* GOAL OF THE EXERCISE
Can you restate the records below word for word?
- - -
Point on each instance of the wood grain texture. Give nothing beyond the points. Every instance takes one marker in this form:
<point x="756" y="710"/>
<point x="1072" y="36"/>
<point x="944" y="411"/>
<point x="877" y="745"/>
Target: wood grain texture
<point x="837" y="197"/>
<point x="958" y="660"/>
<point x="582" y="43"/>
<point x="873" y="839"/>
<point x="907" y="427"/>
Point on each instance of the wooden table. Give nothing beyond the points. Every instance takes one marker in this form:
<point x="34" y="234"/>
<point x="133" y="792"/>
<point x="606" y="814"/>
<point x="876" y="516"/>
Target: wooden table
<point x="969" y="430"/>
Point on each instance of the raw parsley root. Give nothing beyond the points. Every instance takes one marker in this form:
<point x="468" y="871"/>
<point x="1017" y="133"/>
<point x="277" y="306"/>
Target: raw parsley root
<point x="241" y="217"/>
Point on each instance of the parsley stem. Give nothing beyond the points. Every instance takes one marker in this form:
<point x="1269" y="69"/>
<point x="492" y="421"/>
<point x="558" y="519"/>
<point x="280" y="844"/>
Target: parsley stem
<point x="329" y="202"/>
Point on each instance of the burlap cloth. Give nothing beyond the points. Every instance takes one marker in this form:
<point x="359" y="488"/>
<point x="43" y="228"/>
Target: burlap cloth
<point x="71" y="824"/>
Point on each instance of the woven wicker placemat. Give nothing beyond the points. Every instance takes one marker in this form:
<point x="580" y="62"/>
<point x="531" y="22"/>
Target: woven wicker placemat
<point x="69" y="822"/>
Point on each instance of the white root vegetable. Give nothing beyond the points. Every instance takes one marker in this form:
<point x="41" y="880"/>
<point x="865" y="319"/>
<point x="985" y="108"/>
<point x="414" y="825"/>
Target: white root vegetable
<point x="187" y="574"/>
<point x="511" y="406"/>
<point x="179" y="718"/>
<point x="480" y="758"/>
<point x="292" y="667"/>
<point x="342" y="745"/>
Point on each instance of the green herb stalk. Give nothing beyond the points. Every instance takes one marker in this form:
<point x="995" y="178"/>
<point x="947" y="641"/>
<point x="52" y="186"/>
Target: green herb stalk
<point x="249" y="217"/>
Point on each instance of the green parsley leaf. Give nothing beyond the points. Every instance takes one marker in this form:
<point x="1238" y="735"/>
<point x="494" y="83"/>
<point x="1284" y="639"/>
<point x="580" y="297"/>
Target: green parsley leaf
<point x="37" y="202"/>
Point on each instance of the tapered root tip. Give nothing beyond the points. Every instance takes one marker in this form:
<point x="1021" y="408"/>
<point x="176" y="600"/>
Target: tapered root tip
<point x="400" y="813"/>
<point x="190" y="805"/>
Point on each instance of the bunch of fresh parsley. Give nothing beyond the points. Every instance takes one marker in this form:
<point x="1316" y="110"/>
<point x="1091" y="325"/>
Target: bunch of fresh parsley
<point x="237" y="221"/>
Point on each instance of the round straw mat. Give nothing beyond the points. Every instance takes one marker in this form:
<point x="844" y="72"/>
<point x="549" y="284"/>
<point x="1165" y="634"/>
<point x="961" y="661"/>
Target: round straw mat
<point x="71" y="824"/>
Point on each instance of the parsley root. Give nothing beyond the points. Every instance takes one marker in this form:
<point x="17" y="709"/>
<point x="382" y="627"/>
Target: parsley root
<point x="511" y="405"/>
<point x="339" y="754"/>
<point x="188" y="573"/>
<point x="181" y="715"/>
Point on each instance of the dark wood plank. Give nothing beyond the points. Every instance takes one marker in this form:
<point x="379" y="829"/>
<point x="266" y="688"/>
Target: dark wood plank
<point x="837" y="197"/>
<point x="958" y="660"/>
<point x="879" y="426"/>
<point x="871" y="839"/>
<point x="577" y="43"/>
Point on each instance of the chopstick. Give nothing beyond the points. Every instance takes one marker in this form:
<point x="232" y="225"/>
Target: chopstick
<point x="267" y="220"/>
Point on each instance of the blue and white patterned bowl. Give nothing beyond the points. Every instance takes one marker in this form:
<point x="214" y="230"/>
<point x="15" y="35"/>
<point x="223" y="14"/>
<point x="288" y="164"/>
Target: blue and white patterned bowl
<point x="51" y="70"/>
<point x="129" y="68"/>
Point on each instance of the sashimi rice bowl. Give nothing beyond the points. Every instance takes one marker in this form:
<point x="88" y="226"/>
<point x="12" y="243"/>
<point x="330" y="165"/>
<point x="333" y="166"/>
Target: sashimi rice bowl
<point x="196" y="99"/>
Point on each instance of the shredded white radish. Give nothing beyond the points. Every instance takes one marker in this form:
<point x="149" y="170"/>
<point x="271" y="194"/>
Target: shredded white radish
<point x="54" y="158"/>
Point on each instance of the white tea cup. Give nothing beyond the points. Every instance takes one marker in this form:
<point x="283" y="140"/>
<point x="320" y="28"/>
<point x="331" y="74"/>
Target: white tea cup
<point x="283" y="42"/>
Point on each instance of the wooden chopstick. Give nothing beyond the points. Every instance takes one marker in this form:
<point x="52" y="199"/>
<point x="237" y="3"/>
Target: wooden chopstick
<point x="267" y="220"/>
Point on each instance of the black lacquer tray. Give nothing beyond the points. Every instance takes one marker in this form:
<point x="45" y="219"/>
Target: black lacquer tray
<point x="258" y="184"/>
- - -
* CORRECT OUTPUT
Point on each instance of the wood grain texture. Give nothing beyond the points. Every instance takes one marker in this form:
<point x="756" y="710"/>
<point x="1072" y="36"/>
<point x="944" y="411"/>
<point x="877" y="745"/>
Target: wood grain texture
<point x="837" y="197"/>
<point x="958" y="660"/>
<point x="582" y="43"/>
<point x="873" y="839"/>
<point x="907" y="427"/>
Point on each instance of the wooden table. Give nothing beyond the points. Every instance takes one marker in this form:
<point x="34" y="234"/>
<point x="133" y="792"/>
<point x="606" y="814"/>
<point x="876" y="516"/>
Target: wooden table
<point x="969" y="430"/>
Point on each instance of the raw parsley root. Give nothing beyond the points. Every instance takes one marker in this form:
<point x="468" y="871"/>
<point x="1017" y="133"/>
<point x="277" y="306"/>
Target: raw parsley root
<point x="241" y="217"/>
Point on each instance of the parsley stem. Give nothing beyond the points. Every instance takes one marker in this form:
<point x="1269" y="69"/>
<point x="492" y="421"/>
<point x="558" y="519"/>
<point x="280" y="844"/>
Target: parsley stem
<point x="329" y="202"/>
Point on each instance of the burlap cloth. Give nothing beyond the points. Every instance takes one marker in this form:
<point x="359" y="488"/>
<point x="43" y="228"/>
Target: burlap cloth
<point x="71" y="824"/>
Point on each instance of the woven wicker placemat. Give nothing beyond the points. Every instance takes one marker in this form:
<point x="580" y="62"/>
<point x="531" y="22"/>
Target: woven wicker placemat
<point x="69" y="822"/>
Point on each instance of the white root vegetable. Give nothing beyond the points. Every instance takes one marker in this form:
<point x="41" y="880"/>
<point x="865" y="319"/>
<point x="985" y="108"/>
<point x="414" y="825"/>
Target: white root vegetable
<point x="187" y="574"/>
<point x="511" y="406"/>
<point x="179" y="718"/>
<point x="480" y="758"/>
<point x="292" y="667"/>
<point x="342" y="745"/>
Point on each instance of the green herb stalk. Give nothing beyond the points. Every instance takes one marker in this form:
<point x="995" y="178"/>
<point x="947" y="641"/>
<point x="52" y="186"/>
Target: green herb stalk
<point x="249" y="217"/>
Point on each instance of the green parsley leaf. Give nothing beyond the points. Every instance takes one marker in this form:
<point x="1238" y="735"/>
<point x="494" y="83"/>
<point x="1284" y="639"/>
<point x="580" y="297"/>
Target: green parsley leaf
<point x="37" y="202"/>
Point on each instance of the tapered root tip. Give nothing beyond the points. Every instance takes one marker in this form:
<point x="1021" y="408"/>
<point x="176" y="600"/>
Target: tapered root tip
<point x="400" y="813"/>
<point x="190" y="805"/>
Point on each instance of the bunch of fresh parsley. Give nothing beyond the points. Every instance takes one marker in this form:
<point x="1316" y="110"/>
<point x="1091" y="325"/>
Target: bunch of fresh parsley
<point x="237" y="221"/>
Point on each instance of the round straw mat. Give nothing beyond the points. Every instance takes one marker in this form:
<point x="844" y="72"/>
<point x="549" y="284"/>
<point x="1165" y="634"/>
<point x="961" y="661"/>
Target: round straw mat
<point x="71" y="824"/>
Point on each instance of the parsley root. Give nothing beyond the points. Every instance takes one marker in this form:
<point x="17" y="709"/>
<point x="382" y="627"/>
Target: parsley root
<point x="511" y="405"/>
<point x="339" y="754"/>
<point x="188" y="573"/>
<point x="181" y="715"/>
Point on each instance of the dark wood plank. Give nothing beyond the points. Every instance takes one marker in this form:
<point x="379" y="829"/>
<point x="266" y="688"/>
Target: dark wood plank
<point x="837" y="197"/>
<point x="958" y="660"/>
<point x="879" y="426"/>
<point x="871" y="839"/>
<point x="577" y="43"/>
Point on each instance of the chopstick. Give nothing beyond the points. Every instance takes one marker in this form:
<point x="232" y="225"/>
Target: chopstick
<point x="267" y="220"/>
Point on each instance of the blue and white patterned bowl. Give nothing beyond the points. Every instance takes one marker in this form:
<point x="214" y="230"/>
<point x="15" y="35"/>
<point x="223" y="14"/>
<point x="288" y="164"/>
Target: blue and white patterned bowl
<point x="51" y="70"/>
<point x="129" y="68"/>
Point on each instance of the sashimi rice bowl. Give nothing beyond the points. Every instance takes one marker in this form:
<point x="88" y="226"/>
<point x="12" y="243"/>
<point x="330" y="165"/>
<point x="333" y="166"/>
Target: sashimi rice bowl
<point x="196" y="99"/>
Point on each instance of the shredded white radish. Give nothing beyond the points. Every instance takes one marker in this form:
<point x="149" y="170"/>
<point x="271" y="194"/>
Target: shredded white radish
<point x="54" y="158"/>
Point on each instance of the white tea cup. Give nothing beyond the points. Every instance takes one marker in this form:
<point x="283" y="140"/>
<point x="320" y="28"/>
<point x="331" y="74"/>
Target: white tea cup
<point x="283" y="42"/>
Point on each instance of the wooden chopstick. Give nothing beyond the points. Every instance takes one marker in this form:
<point x="52" y="199"/>
<point x="237" y="3"/>
Target: wooden chopstick
<point x="267" y="220"/>
Point on each instance of the black lacquer tray. Give nothing beyond the points. Every instance takes one marker in this form:
<point x="45" y="219"/>
Target: black lacquer tray
<point x="258" y="184"/>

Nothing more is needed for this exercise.